Sort through the data and copy the lines holding the word "dark".
Start of Dataset records
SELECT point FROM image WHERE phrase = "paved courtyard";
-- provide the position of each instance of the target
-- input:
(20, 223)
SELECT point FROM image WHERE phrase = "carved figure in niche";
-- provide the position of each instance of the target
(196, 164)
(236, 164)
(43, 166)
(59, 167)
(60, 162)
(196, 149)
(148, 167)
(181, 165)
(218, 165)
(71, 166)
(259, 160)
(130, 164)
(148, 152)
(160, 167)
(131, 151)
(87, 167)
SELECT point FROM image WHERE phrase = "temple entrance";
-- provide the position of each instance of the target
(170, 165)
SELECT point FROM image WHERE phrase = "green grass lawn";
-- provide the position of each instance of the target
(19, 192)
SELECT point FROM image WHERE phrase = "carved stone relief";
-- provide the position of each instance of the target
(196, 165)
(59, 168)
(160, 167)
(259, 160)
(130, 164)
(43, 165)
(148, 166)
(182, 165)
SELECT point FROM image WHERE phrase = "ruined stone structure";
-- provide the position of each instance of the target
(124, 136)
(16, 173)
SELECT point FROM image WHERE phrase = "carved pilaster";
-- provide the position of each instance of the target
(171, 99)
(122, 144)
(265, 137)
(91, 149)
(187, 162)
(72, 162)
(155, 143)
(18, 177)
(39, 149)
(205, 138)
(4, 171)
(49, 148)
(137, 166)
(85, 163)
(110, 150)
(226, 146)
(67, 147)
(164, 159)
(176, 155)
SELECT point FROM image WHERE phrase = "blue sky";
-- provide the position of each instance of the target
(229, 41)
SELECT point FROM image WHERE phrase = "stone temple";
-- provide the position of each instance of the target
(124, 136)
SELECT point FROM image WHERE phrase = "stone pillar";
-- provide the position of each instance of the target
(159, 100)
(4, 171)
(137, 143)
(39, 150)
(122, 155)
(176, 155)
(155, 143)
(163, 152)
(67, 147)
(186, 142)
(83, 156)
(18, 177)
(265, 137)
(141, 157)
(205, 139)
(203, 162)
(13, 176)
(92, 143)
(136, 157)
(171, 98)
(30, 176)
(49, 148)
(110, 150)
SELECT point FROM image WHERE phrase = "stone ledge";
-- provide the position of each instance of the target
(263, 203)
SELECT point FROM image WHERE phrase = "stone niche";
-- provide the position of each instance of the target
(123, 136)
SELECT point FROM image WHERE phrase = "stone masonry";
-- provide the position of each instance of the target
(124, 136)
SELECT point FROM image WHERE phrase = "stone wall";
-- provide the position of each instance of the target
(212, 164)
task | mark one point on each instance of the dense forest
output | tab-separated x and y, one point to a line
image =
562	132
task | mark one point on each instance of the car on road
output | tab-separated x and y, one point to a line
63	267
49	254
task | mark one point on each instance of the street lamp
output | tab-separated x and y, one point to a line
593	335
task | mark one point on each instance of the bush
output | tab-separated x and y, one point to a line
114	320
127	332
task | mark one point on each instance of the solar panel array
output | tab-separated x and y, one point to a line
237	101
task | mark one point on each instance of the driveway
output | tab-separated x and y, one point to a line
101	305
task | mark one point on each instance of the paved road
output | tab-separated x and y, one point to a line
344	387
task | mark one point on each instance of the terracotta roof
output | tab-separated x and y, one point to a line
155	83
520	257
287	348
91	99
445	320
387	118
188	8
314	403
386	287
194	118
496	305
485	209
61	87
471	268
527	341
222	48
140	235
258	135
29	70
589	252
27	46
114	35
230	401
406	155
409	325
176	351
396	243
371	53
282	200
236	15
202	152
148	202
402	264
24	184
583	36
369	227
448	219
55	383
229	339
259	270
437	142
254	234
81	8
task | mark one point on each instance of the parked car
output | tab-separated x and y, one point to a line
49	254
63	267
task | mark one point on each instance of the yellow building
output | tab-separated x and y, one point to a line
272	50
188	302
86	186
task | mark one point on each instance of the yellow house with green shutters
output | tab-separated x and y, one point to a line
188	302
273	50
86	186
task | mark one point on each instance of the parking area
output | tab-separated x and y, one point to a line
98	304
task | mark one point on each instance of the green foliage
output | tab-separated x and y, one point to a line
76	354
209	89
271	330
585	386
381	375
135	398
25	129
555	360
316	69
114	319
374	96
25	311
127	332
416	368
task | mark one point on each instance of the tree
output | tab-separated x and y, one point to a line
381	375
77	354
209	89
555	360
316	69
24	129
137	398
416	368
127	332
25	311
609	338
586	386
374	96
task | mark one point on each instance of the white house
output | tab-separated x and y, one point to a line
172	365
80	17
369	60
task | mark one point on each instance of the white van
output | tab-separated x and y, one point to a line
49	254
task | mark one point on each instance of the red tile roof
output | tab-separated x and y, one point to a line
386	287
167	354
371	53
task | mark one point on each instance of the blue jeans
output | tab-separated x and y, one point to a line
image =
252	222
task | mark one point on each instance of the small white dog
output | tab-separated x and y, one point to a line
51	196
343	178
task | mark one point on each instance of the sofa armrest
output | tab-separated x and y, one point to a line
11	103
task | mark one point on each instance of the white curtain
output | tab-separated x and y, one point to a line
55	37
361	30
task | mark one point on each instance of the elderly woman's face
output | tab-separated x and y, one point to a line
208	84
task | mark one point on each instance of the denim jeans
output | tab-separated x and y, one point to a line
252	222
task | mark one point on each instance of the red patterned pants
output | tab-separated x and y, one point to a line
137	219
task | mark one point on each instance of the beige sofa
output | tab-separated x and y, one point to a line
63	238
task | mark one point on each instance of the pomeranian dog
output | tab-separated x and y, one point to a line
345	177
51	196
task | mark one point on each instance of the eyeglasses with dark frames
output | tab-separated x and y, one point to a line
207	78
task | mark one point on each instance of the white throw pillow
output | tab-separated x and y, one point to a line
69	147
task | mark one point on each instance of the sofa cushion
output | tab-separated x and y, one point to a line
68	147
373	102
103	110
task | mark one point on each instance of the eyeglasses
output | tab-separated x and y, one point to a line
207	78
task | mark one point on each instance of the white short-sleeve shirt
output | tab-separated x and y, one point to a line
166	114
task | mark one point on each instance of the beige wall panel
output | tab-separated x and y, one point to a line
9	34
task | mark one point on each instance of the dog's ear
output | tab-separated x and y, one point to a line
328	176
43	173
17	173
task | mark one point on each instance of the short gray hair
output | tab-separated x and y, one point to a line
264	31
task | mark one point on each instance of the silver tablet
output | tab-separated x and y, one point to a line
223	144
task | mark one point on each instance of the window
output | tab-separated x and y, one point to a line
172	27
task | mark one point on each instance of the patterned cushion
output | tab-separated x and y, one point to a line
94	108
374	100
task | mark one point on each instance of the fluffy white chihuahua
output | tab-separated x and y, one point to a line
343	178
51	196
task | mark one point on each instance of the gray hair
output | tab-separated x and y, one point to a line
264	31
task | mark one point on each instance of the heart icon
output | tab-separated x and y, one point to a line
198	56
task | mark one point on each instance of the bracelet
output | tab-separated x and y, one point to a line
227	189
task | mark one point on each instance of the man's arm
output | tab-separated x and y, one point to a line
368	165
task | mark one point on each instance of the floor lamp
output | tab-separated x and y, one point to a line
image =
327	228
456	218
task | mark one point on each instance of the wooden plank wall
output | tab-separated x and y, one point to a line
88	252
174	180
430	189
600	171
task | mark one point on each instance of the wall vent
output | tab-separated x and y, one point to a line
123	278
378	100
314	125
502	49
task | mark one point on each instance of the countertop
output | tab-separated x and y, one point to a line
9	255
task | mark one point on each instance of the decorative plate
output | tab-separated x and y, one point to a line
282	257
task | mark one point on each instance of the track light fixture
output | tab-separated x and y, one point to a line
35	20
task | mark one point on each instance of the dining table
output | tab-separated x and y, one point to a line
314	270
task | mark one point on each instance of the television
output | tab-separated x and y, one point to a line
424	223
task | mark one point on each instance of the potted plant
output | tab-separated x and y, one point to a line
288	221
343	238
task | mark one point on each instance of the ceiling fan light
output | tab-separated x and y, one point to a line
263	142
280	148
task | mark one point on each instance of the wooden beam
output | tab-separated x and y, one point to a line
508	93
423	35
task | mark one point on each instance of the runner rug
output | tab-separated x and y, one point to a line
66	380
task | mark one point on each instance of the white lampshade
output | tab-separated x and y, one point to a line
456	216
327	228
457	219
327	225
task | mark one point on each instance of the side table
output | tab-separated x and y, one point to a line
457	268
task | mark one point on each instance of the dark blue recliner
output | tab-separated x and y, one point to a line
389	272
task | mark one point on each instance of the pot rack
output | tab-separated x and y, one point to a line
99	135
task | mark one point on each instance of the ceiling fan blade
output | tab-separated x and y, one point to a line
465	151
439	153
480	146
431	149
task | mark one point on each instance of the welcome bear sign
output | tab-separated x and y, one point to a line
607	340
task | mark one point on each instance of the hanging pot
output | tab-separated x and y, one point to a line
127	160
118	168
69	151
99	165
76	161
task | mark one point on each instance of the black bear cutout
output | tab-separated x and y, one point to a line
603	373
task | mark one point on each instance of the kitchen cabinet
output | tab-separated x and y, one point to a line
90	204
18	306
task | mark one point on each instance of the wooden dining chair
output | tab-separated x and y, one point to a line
End of Dataset records
Response area:
task | mark one point on each instance of the eyeglasses with dark frames
task | mark one point on each instance of the dark blue recliner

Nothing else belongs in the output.